**Materiale archiviato da una raccolta:**
______________________________

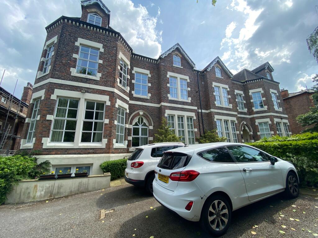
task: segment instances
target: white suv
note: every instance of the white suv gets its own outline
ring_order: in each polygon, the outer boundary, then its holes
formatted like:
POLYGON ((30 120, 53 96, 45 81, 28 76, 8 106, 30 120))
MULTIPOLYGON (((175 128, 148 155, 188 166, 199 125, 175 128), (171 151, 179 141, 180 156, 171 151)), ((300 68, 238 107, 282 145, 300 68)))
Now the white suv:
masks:
POLYGON ((155 169, 155 198, 215 236, 226 232, 232 211, 281 192, 299 194, 292 163, 246 145, 193 145, 164 154, 155 169))
POLYGON ((183 147, 179 142, 167 142, 145 145, 136 147, 127 161, 125 180, 136 186, 144 186, 152 193, 152 182, 155 179, 155 167, 164 151, 183 147))

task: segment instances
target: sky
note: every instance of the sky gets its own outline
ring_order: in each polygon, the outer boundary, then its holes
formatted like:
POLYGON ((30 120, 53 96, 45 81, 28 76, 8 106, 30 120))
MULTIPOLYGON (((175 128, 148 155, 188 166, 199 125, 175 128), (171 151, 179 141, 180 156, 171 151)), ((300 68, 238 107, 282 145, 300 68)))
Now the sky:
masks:
MULTIPOLYGON (((15 96, 33 83, 46 37, 62 15, 80 17, 80 0, 1 0, 1 86, 15 96)), ((290 92, 309 88, 318 65, 306 39, 318 25, 314 0, 103 0, 110 26, 134 52, 157 58, 178 42, 204 68, 217 56, 234 74, 268 61, 290 92)))

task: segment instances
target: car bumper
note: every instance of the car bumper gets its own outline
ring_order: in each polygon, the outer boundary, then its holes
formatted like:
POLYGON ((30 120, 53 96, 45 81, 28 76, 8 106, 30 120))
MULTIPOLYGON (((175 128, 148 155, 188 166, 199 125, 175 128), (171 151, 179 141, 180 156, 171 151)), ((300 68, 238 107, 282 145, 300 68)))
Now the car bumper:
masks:
MULTIPOLYGON (((180 182, 179 182, 180 183, 180 182)), ((204 195, 196 186, 185 187, 186 185, 178 185, 178 189, 172 191, 159 185, 155 179, 152 184, 154 197, 159 203, 180 216, 189 221, 198 221, 200 220, 202 207, 204 202, 201 198, 204 195), (182 187, 185 185, 185 188, 182 187), (189 202, 193 201, 190 211, 185 209, 189 202)))
POLYGON ((126 175, 125 175, 125 181, 128 183, 131 184, 135 185, 136 186, 145 186, 144 180, 137 180, 136 179, 132 179, 127 178, 126 176, 126 175))

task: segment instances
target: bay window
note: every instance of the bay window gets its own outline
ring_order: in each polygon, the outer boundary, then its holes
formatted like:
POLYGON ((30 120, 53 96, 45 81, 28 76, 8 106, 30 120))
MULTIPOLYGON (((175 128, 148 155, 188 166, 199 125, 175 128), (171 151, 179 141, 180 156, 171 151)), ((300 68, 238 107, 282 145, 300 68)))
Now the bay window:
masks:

______________________________

**Problema breve:** Modifica le righe dall'inizio dell'elenco fino alla riga che contiene "POLYGON ((155 169, 155", estremi inclusi, sostituendo "white suv" con "red sedan" e lasciando invariato tutto il resto. Riporta soltanto queste righe, senza le immagini.

**Soluzione dell'esercizio:**
task: segment instances
target: red sedan
note: every instance of the red sedan gets its own outline
ring_order: in each polygon, the outer boundary, then its holes
formatted like:
POLYGON ((30 120, 53 96, 45 81, 28 76, 8 106, 30 120))
MULTIPOLYGON (((175 128, 148 155, 188 166, 199 125, 175 128), (171 151, 179 141, 180 156, 171 151)), ((300 68, 238 107, 282 145, 300 68)))
Now the red sedan:
masks:
POLYGON ((155 169, 155 198, 215 236, 226 232, 232 211, 281 192, 299 194, 292 163, 246 145, 193 145, 164 154, 155 169))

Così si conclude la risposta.